-- Dataset extract start --
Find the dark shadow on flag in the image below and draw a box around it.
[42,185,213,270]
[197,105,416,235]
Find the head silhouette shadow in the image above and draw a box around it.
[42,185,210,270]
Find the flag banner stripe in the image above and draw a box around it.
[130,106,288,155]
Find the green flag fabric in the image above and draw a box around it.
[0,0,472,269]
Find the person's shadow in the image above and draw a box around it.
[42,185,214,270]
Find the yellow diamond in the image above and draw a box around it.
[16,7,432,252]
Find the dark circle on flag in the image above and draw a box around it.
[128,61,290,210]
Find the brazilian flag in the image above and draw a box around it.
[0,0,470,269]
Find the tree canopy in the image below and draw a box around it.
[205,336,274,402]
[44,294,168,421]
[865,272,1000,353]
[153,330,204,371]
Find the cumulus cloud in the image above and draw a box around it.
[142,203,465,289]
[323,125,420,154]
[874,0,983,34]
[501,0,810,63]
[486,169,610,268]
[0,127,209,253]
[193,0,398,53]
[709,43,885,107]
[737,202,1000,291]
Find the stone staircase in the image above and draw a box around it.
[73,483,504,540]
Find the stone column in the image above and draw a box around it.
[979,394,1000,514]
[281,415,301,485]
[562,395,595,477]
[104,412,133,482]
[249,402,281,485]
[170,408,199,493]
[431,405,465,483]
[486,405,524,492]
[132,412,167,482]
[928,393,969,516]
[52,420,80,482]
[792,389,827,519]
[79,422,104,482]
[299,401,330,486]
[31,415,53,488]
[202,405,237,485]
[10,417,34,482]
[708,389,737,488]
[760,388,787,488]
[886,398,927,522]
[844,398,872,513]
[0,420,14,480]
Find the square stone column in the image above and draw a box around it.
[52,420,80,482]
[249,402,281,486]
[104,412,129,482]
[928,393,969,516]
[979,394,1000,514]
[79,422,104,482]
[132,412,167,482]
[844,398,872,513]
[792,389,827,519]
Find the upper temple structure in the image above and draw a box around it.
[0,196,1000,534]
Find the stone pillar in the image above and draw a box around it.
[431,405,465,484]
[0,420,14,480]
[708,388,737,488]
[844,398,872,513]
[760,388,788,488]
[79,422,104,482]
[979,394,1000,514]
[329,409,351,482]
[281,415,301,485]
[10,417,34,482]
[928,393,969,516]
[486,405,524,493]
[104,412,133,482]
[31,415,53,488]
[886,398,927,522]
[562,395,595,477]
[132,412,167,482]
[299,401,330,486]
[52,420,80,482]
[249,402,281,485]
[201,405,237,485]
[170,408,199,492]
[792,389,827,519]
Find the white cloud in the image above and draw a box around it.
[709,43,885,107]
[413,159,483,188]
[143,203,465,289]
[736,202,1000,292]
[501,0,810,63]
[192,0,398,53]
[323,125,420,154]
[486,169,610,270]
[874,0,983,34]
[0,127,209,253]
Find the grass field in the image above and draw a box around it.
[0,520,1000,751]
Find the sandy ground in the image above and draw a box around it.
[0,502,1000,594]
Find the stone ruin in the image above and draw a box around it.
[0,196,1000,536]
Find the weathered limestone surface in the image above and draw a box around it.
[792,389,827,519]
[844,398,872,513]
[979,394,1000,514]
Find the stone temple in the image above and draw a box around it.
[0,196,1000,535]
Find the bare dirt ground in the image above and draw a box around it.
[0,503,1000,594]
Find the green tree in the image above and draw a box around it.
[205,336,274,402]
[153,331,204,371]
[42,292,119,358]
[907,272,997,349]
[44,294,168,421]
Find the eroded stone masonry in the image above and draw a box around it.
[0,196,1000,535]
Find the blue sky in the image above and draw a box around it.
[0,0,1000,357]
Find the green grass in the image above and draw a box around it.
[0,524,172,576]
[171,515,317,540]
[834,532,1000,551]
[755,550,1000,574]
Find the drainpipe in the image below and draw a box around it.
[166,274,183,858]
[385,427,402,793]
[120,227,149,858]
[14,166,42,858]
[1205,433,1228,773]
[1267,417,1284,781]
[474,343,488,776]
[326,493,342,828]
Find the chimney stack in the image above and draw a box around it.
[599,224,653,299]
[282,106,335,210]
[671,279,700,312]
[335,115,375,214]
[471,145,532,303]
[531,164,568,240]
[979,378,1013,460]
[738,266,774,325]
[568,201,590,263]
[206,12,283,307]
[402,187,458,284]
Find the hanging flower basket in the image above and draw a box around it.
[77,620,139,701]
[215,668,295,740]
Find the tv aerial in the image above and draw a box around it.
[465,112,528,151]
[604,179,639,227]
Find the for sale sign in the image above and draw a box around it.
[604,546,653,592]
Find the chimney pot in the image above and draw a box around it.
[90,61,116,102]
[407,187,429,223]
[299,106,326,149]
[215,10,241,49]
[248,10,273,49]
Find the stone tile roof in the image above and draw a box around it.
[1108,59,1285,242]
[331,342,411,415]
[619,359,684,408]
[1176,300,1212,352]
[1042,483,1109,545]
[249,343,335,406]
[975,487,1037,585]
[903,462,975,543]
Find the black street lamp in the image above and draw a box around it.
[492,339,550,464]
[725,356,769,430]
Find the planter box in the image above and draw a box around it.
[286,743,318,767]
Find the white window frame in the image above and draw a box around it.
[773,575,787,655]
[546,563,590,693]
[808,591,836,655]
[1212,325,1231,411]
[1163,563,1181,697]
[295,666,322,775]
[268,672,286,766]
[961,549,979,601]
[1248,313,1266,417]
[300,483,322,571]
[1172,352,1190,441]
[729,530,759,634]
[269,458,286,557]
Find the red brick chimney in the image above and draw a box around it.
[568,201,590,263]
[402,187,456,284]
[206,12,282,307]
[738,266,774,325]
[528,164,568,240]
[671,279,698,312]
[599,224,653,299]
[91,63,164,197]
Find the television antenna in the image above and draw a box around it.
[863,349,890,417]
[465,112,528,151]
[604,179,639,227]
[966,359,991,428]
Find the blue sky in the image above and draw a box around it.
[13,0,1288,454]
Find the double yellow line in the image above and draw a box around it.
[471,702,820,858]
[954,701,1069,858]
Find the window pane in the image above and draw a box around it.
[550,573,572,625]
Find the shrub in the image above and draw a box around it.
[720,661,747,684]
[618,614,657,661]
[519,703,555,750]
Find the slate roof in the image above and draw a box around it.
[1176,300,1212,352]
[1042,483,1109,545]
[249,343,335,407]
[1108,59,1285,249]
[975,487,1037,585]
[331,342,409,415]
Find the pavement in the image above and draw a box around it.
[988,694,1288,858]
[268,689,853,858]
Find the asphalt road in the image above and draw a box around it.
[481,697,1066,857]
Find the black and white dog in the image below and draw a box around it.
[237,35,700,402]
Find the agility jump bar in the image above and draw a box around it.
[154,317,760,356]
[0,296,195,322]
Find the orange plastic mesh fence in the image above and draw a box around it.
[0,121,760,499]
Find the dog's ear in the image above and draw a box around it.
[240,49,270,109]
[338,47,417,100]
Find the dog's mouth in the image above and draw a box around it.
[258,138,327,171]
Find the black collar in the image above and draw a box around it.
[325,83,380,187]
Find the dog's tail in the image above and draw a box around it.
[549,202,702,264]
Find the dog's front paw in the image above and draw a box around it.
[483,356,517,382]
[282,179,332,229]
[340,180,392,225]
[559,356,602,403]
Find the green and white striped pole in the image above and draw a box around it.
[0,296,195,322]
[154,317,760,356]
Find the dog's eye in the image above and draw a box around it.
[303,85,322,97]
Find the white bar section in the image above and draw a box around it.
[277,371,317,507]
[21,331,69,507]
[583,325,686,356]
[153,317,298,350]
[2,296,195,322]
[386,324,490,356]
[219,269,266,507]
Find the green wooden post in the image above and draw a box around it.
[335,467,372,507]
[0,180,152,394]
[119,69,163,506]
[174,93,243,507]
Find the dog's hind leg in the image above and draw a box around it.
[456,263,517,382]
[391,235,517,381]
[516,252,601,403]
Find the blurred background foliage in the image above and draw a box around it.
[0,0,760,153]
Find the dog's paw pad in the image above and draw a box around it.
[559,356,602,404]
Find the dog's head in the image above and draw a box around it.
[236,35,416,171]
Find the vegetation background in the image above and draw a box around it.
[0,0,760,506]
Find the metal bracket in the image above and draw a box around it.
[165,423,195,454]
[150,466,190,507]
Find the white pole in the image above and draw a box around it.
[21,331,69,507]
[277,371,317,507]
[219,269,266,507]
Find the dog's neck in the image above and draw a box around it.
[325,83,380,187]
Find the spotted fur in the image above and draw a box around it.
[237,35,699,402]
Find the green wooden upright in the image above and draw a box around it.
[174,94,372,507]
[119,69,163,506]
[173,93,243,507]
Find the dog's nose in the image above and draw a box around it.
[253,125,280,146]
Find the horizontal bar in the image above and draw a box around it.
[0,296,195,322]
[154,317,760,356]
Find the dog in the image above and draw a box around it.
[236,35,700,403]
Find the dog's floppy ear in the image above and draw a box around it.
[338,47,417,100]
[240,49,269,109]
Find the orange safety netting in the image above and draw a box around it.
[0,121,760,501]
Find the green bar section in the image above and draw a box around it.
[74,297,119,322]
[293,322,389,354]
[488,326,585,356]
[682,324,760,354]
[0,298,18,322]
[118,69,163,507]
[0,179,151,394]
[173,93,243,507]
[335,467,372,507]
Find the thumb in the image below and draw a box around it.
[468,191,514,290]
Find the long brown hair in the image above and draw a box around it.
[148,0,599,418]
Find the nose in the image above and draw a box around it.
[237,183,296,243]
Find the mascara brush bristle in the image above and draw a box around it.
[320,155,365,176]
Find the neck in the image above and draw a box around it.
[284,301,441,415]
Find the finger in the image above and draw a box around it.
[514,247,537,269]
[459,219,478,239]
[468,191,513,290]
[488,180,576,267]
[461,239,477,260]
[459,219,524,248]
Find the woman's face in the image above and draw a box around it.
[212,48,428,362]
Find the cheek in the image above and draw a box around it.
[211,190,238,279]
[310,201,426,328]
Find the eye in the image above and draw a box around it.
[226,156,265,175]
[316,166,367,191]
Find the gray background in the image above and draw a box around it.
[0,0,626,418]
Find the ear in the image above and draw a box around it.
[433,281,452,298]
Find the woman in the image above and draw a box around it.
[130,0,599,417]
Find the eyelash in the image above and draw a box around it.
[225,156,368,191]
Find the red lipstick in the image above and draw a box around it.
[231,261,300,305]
-- Dataset extract end --
• Exercise description: Please return the lines of the listing, unchanged, between the line holding "Find the weathered" and the line holding "[402,187,458,284]", inclusive.

• Written answer:
Find the weathered limestone surface in the image above and draw a box around it.
[792,389,827,519]
[844,398,872,513]
[979,394,1000,514]
Find the stone temple in the image above and draw a box around it.
[0,196,1000,535]
Find the bare dirt ground in the image above and draw a box around it.
[0,503,1000,594]
Find the green tree in the image above and draw a box around it.
[205,336,274,402]
[153,331,204,371]
[42,292,119,358]
[907,272,997,349]
[44,294,168,421]
Find the eroded stone masonry in the image above and draw a box around it.
[0,196,1000,535]
Find the blue sky in the image above and draw a box around it.
[0,0,1000,357]
Find the green grass in the image above and draw a box around it.
[0,524,172,576]
[171,515,317,540]
[834,532,1000,551]
[755,550,1000,574]
Find the drainpipe in the image below and draw a box around it.
[166,274,183,858]
[385,427,402,793]
[120,227,149,858]
[14,166,42,858]
[1205,433,1228,773]
[1267,417,1284,781]
[474,343,488,776]
[326,493,342,828]
Find the chimney stack in the image above and draw a box around it.
[599,224,653,299]
[282,106,335,210]
[671,279,700,312]
[335,115,375,214]
[471,145,532,303]
[531,164,568,240]
[979,378,1013,460]
[738,266,774,325]
[568,201,590,263]
[206,12,283,307]
[402,187,458,284]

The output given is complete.